▸ Data listing:

■ ■ ■ ■ ■ ■ ■

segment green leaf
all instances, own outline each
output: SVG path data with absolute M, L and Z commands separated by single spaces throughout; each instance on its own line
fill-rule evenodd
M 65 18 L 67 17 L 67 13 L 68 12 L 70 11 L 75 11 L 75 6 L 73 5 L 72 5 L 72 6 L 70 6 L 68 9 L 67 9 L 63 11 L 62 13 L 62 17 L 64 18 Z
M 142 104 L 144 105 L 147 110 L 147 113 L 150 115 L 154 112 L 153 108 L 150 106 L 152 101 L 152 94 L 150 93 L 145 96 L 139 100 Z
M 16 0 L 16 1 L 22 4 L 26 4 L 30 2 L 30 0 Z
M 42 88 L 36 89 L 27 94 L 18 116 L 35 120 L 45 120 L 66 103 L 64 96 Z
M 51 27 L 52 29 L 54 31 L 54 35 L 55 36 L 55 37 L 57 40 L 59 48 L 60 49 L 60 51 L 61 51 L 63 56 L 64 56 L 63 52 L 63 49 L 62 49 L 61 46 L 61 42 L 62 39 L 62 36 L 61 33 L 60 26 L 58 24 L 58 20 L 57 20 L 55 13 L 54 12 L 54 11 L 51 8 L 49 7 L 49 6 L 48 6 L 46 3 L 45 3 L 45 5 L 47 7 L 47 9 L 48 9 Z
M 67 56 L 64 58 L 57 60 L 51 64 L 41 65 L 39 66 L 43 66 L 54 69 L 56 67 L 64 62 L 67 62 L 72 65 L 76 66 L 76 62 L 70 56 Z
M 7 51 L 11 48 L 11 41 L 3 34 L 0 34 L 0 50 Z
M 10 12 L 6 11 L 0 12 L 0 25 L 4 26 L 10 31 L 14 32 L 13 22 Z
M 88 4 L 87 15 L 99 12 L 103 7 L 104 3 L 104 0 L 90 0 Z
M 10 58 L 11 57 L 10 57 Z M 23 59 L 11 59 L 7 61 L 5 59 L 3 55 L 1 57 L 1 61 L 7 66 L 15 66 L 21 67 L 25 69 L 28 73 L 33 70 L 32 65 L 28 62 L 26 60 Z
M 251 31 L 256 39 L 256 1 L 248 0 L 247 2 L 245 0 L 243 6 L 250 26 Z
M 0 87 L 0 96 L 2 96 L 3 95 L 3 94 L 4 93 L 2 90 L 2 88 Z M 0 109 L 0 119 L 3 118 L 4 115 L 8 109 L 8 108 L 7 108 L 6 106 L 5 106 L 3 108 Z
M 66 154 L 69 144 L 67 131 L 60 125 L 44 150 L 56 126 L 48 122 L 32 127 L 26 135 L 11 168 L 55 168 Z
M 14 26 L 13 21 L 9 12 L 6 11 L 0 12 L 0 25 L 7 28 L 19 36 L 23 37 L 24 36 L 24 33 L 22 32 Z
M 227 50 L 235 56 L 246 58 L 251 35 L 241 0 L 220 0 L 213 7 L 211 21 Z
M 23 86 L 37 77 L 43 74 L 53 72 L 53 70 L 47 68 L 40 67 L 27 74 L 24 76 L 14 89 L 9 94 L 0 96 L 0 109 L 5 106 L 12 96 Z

■ ■ ■ ■ ■ ■ ■

▸ Stated problem:
Edit the lines from the first one through the line with "M 42 88 L 36" so that "green leaf" becomes "yellow leaf", keeping everything else the same.

▸ Exercise solution:
segment yellow leaf
all instances, own outline each
output: SVG path data with absolute M, L and Z commands separated by single spaces throughout; each instance on its own line
fill-rule evenodd
M 65 18 L 67 17 L 67 13 L 68 12 L 70 11 L 75 11 L 75 6 L 73 5 L 72 5 L 72 6 L 70 6 L 68 9 L 67 9 L 63 11 L 62 13 L 62 17 L 64 18 Z
M 142 104 L 144 105 L 147 110 L 147 113 L 150 115 L 154 112 L 153 108 L 150 106 L 152 101 L 152 94 L 150 93 L 145 96 L 139 100 Z
M 16 0 L 16 1 L 22 4 L 26 4 L 30 2 L 30 0 Z
M 42 88 L 36 89 L 27 94 L 18 116 L 35 120 L 45 120 L 66 103 L 64 96 Z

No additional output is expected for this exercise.